## DATA LINES:
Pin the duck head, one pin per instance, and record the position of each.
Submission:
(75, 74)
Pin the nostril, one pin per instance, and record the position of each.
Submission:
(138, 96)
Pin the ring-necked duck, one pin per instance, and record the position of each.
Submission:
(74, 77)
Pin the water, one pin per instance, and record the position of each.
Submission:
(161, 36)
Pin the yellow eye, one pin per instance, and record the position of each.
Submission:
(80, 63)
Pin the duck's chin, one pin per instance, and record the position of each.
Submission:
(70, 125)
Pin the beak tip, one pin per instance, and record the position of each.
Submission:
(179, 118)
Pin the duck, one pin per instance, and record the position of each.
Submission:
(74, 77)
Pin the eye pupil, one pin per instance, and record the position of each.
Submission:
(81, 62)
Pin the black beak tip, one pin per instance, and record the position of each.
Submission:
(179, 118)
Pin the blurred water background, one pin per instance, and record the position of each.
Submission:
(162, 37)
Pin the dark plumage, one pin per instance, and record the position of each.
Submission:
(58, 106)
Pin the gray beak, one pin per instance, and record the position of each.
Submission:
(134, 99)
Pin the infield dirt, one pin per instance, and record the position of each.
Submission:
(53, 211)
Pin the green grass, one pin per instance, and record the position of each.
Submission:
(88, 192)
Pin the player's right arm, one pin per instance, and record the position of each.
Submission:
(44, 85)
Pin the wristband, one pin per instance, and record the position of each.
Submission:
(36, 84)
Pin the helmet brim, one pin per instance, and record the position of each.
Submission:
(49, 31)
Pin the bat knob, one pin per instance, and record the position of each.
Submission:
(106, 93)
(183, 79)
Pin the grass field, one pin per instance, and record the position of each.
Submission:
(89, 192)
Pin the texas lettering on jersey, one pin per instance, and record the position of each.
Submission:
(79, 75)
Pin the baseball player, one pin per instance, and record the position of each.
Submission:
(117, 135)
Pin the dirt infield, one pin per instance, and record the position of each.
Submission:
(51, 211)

## DIRECTION:
Write out every line of the records above as a JSON list of strings, one string per line, and leave out any blank lines.

## RESULT OF THE TASK:
[
  "Pin the duck head, one pin per instance, and record the position of each.",
  "Submission:",
  "(75, 74)",
  "Pin the nostril, one pin per instance, and record the position of each.",
  "Submission:",
  "(138, 96)",
  "Pin the ring-necked duck, one pin per instance, and record the position of each.",
  "Submission:",
  "(74, 77)",
  "Pin the water, one pin per instance, and record the position of each.",
  "Submission:",
  "(161, 36)",
  "Pin the yellow eye, one pin per instance, and record the position of each.",
  "Submission:",
  "(80, 63)",
  "Pin the duck's chin, one pin per instance, and record the position of each.",
  "Submission:",
  "(70, 125)",
  "Pin the beak tip, one pin per instance, and record the position of each.",
  "Submission:",
  "(179, 118)",
  "Pin the duck, one pin per instance, and record the position of each.",
  "Submission:",
  "(74, 77)",
  "Pin the eye pupil, one pin per instance, and record the position of each.",
  "Submission:",
  "(81, 62)",
  "Pin the black beak tip, one pin per instance, and record the position of each.",
  "Submission:",
  "(179, 118)",
  "Pin the blurred water background, one pin per instance, and record the position of each.",
  "Submission:",
  "(162, 37)",
  "Pin the dark plumage, one pin per instance, and record the position of each.",
  "Submission:",
  "(58, 106)",
  "Pin the gray beak, one pin per instance, and record the position of each.",
  "Submission:",
  "(134, 99)",
  "Pin the infield dirt, one pin per instance, and record the position of each.",
  "Submission:",
  "(53, 211)",
  "Pin the green grass, one pin per instance, and record the position of each.",
  "Submission:",
  "(88, 192)",
  "Pin the player's right arm, one pin per instance, and record the position of each.",
  "Submission:",
  "(44, 85)",
  "Pin the wristband, one pin per instance, and record the position of each.",
  "Submission:",
  "(36, 84)",
  "Pin the helmet brim, one pin per instance, and record the position of each.",
  "Submission:",
  "(49, 31)",
  "Pin the bat knob, one pin per instance, and record the position of each.",
  "Submission:",
  "(106, 93)",
  "(183, 79)",
  "Pin the grass field, one pin per instance, and record the position of each.",
  "Submission:",
  "(89, 192)",
  "Pin the texas lettering on jersey, one pin per instance, and record the position of each.",
  "Submission:",
  "(79, 75)",
  "Pin the baseball player, one pin per instance, and record the position of each.",
  "Submission:",
  "(117, 135)",
  "Pin the dirt infield, one pin per instance, and record the position of each.",
  "Submission:",
  "(51, 211)"
]